# The problem
Pictures do not belong in the copy; quote every entry below exactly.

# Supplied material
* Begin *

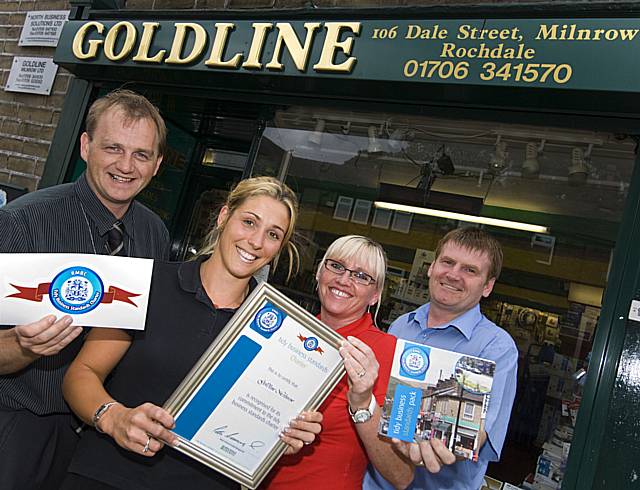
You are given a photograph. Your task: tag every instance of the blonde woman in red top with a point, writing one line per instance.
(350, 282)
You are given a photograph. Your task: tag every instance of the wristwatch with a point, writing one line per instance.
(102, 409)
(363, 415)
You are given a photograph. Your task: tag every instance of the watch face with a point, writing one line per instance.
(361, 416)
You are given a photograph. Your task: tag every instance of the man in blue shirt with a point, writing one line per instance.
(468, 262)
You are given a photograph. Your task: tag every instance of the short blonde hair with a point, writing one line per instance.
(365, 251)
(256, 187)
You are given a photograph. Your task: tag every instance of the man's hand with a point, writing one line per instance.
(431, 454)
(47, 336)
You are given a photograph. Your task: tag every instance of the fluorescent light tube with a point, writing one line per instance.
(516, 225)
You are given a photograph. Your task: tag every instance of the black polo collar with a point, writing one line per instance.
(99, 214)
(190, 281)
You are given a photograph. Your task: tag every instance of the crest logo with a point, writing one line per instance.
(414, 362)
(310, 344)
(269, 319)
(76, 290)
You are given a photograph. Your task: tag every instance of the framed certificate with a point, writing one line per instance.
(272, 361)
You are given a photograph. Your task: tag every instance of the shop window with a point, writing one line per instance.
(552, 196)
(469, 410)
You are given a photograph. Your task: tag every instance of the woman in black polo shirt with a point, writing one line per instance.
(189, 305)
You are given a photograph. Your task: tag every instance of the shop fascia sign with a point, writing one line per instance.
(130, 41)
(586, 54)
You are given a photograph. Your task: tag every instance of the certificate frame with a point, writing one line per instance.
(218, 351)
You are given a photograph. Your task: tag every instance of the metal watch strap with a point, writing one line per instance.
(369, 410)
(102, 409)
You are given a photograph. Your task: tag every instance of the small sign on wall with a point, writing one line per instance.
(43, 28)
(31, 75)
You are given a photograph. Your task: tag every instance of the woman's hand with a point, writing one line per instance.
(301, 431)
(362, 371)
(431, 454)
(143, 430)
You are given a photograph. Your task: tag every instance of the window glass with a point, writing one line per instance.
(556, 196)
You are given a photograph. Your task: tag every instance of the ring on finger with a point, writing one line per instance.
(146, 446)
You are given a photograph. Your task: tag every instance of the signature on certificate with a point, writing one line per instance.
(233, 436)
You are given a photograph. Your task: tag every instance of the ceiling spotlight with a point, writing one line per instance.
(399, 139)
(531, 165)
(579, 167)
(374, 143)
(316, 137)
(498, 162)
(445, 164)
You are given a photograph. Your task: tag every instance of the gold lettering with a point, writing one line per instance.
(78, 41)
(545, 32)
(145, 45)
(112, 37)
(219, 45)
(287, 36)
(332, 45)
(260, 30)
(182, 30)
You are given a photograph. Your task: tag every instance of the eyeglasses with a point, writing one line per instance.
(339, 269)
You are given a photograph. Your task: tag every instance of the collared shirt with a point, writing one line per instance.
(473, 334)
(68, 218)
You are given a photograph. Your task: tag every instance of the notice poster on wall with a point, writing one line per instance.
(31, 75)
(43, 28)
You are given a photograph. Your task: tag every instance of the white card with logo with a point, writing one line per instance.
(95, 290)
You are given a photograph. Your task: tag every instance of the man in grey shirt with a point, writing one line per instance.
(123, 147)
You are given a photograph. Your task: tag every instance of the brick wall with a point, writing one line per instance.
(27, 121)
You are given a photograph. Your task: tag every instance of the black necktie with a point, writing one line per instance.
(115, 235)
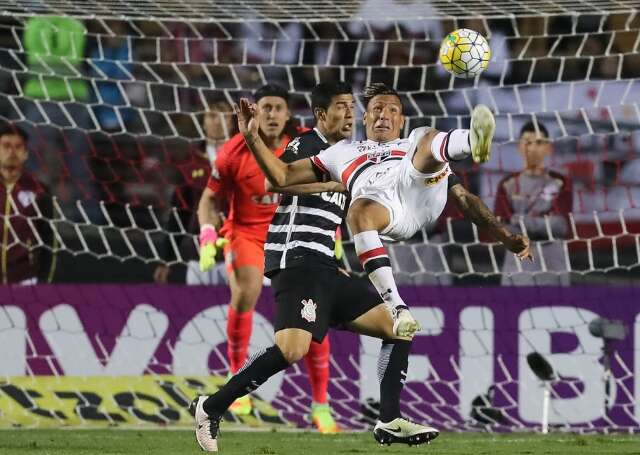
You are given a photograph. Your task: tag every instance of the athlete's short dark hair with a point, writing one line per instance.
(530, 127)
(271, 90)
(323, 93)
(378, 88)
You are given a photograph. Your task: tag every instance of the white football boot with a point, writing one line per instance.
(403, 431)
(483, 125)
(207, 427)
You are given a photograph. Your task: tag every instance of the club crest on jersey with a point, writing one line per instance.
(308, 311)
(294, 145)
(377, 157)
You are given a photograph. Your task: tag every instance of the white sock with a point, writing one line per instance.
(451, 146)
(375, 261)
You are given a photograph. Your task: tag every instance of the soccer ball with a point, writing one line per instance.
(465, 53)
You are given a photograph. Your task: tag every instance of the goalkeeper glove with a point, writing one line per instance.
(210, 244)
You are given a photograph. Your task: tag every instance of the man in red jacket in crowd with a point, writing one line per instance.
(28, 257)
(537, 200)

* End *

# Exercise result
You are given a photograph. Your task: tag every instance of the blonde woman in red top with a point, writing one line per instance.
(350, 282)
You are given a photograph. Your task: tag every instance of the wristwatch with a point, writing one line per instance.
(102, 409)
(363, 415)
You are given a photograph. Your task: tag every instance of the watch face with a point, writing one line per instance.
(361, 416)
You are given a photograph. Your task: tag every instance of the man in blue shirt with a point, writing one line per instance.
(468, 262)
You are given a photograph. Your task: tag every instance of the short blonde hair with a point, writing one line per instance.
(365, 251)
(256, 187)
You are given a photograph. Your task: tag every instance of the man's hand with a point, writing one line per instance.
(431, 454)
(47, 336)
You are given a photograph. Your task: tag every instance of the fluorescent light tube with a point, writing one line per instance.
(516, 225)
You are given a photograph. Your task: tag every instance of the black polo collar with a point, writing one line per instance.
(99, 214)
(190, 281)
You are given a photograph. Your task: tag every instance of the crest logo with a point, writing one line per instance.
(414, 362)
(310, 344)
(269, 319)
(76, 290)
You are given a photograph. Your task: tag every instance of the framed certificate with a point, writing one line per instance.
(272, 361)
You are given a photograph. Your task: tag every instance of the shop window with a point, writing one line per instance.
(552, 196)
(469, 410)
You are given a photograph. Your task: tag every instance of the woman in black polo shirt with a point, writing one line per instance.
(189, 305)
You are given a photograph. Your task: tag every instance of the shop fascia sign with a point, writing one line per instance.
(130, 41)
(586, 54)
You are given a photograph. Your task: tag every instance of the certificate frame with a point, writing one line per instance.
(218, 351)
You are given a photograph. Your task: tag every instance of the metal watch strap with a point, writing one line per instance.
(369, 410)
(102, 409)
You are given a photograph. Your task: tag every instance of the small sign on wall with a point, writing one line per instance.
(43, 28)
(31, 75)
You are given a photograph. Your task: tag every instance of the woman's hand with a point, writing one line per instance.
(301, 431)
(362, 371)
(431, 454)
(143, 430)
You are given a photograph. Your task: tag every instance of the window glass with a point, writing one line per instance.
(556, 196)
You are given a photograph. Your task: tag every instance of the ring on finger with a point, writing one line per instance.
(146, 446)
You are given a photograph. Your task: tag every instance of the signature on certificate with a point, writing one line per instance.
(233, 436)
You are given a photograph. Your task: tag every instance of the ceiling spotlight with a point, writing one line per instance.
(399, 139)
(531, 165)
(579, 167)
(374, 143)
(316, 137)
(498, 162)
(445, 164)
You are given a photograph. Your task: tag every instance of the gold lettering with a point, writing one line per instance.
(78, 41)
(545, 32)
(145, 45)
(112, 37)
(219, 45)
(287, 36)
(332, 45)
(260, 30)
(182, 30)
You are given a photograph. Your task: tag every instance of the eyeglasses with a point, writing one line per instance.
(339, 269)
You are given a photograph. Your task: tag every instance of the collared shirt with a point, writing one line per instance.
(473, 334)
(68, 218)
You are given a photograph. Your task: tag every instance of the notice poster on wall with a point, writing one line per instance.
(31, 75)
(43, 28)
You are given a photograph. Your task: tag every instance of the white card with logo with a point, writing one line per instance.
(95, 290)
You are given a photograph. Your task: tag every instance of the man in grey shirt with a point, writing one line per instance.
(123, 147)
You are given a photograph. Your task: tag every instance of the brick wall with a point, writing one line per instance.
(27, 121)
You are given a photograph. Your task: tag every instance of the black necktie with a point, writing one line per instance.
(115, 235)
You are given a photograph. Your task: tag every instance of the athlete's short dark hair with a point, writing one line per instance.
(530, 127)
(271, 90)
(323, 93)
(378, 88)
You are given a photograph. Your task: tag every instance of the white football boot with a point, writing one line per instance.
(403, 431)
(483, 125)
(207, 427)
You are given a photograph. Your task: tag every instance of the club crest on jersey with a point, writing one line per instance.
(308, 311)
(294, 145)
(377, 157)
You are given a photograph. Your task: tag every instance of the white sock with a point, writing one line per instance.
(451, 146)
(375, 261)
You are given a photograph. Your task: tag every instance of the soccer ball with a point, writing one line per instance.
(465, 53)
You are given a photograph. Your task: tag every instance of the goalkeeper glove with a point, writing one line per instance.
(210, 244)
You are given a photograph. Your task: tag every instance of the man in red jacket in crowd with a point, writing one line per instance.
(28, 257)
(537, 200)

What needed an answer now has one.